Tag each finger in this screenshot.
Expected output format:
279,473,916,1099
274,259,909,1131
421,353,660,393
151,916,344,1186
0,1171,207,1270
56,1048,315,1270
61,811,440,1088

Goal: Return these lines without any changes.

Completed exercise:
Tag each finger in this screenshot.
Expected output format:
279,473,916,1099
274,259,909,1131
421,353,660,393
151,916,344,1186
0,1171,207,1270
56,1048,315,1270
61,811,440,1088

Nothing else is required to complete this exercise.